Алла Ларионова со своей лучшей подругой Нонной Мордюковой. 1980-е гг.


Силы она черпала в работе, в возвращении к тому ритму, в котором она привыкла жить. Она ездила на кинофестивали, посещала разные актерские тусовки, не отказывалась от выступлений. Большой поддержкой ей была любовь зрителей.

В одном из интервью Ларионова рассказала, как в день празднования 850-летия Москвы Лариса Лужина, Люба Соколова, Люда Зайцева и она ехали из Теплого Стана на метро, с огромными букетами цветов. Их узнавали, просили автографы, говорили добрые слова. А какой-то мужчина сказал, что Лужков должен каждой из них подарить «Мерседес», чтобы они не ездили городским транспортом, потому что они наша гордость, наша история. Актрисы посмеялись, поблагодарили его и пообещали при случае обязательно передать его слова Лужкову.

## Содержимое набора данных

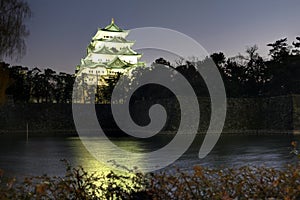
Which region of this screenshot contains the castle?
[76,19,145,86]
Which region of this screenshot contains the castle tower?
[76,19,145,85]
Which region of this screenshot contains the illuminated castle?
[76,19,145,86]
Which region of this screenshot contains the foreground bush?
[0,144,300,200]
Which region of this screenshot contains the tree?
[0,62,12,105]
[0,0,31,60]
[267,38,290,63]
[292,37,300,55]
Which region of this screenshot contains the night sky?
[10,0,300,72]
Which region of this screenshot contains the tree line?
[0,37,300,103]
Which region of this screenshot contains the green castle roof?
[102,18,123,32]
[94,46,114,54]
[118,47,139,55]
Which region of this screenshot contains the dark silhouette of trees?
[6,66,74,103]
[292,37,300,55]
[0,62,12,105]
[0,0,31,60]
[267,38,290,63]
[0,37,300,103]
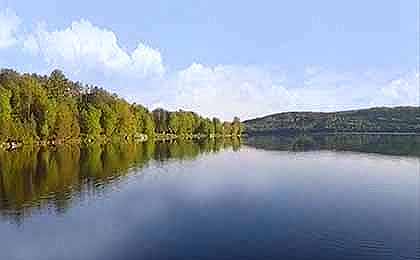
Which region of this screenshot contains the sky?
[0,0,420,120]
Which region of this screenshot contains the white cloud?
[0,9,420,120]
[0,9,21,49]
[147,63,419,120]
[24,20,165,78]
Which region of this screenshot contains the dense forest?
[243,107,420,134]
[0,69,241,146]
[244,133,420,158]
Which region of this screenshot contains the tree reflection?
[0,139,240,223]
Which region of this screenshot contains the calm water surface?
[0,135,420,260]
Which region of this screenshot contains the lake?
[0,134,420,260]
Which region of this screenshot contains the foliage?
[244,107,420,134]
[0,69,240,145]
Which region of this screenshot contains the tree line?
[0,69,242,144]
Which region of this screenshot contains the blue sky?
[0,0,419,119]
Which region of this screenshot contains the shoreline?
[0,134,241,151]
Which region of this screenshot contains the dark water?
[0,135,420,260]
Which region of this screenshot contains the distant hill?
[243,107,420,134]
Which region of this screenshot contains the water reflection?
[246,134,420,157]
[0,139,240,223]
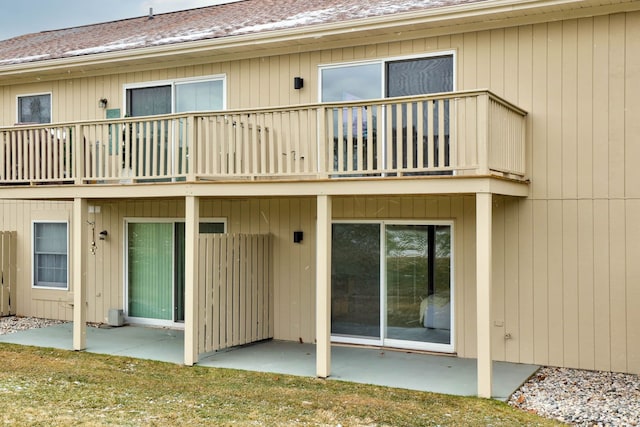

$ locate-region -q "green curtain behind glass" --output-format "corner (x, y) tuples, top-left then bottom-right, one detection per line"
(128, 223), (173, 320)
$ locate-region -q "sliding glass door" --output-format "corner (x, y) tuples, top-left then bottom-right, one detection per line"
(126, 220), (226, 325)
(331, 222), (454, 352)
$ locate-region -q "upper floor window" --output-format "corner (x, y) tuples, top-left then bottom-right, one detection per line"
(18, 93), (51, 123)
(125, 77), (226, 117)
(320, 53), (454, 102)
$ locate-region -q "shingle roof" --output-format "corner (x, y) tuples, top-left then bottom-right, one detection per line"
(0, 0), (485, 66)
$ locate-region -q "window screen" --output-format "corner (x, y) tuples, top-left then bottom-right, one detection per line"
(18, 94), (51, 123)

## Что сделать
A. Воспроизведите дословно отрывок из фрагмента об Алле Ларионовой от слов «Алла Ларионова со» до слов «была любовь зрителей.» включительно.
B. В день какого праздника, согласно фрагменту об Алле Ларионовой, актрисы ехали на метро из Теплого Стана?
C. Продолжите фрагмент об Алле Ларионовой, начиная сразу после его последнего предложения.
Строки набора данных представляют собой отдельный, самостоятельный материал.

## Ответы
A.
Алла Ларионова со своей лучшей подругой Нонной Мордюковой. 1980-е гг.


Силы она черпала в работе, в возвращении к тому ритму, в котором она привыкла жить. Она ездила на кинофестивали, посещала разные актерские тусовки, не отказывалась от выступлений. Большой поддержкой ей была любовь зрителей.

B. В день празднования 850-летия Москвы.

C.
В 1999 году Ларионова была признана идеалом романтической женщины пятидесятых годов. А на одном из кинофестивалей в Сочи получила титул первой красавицы России XX века.

Виталий Вульф, готовивший выпуск своей передачи «Серебряный шар», посвященный Алле Ларионовой, поделился своими впечатлениями о встрече с ней:

«После огромной квартиры она жила в маленькой квартирке. Исчезли зрители, не было никаких надежд на кино. Она рассказала, как приехали каких-то два продюсера с Украины, она снималась несколько месяцев. А потом исчезла лента, исчезли они, и никто не заплатил ни копейки. И не было никакой злости, она говорила об этом с легкостью, и не скажу, чтобы много курила. У нее было замечательное чувство юмора.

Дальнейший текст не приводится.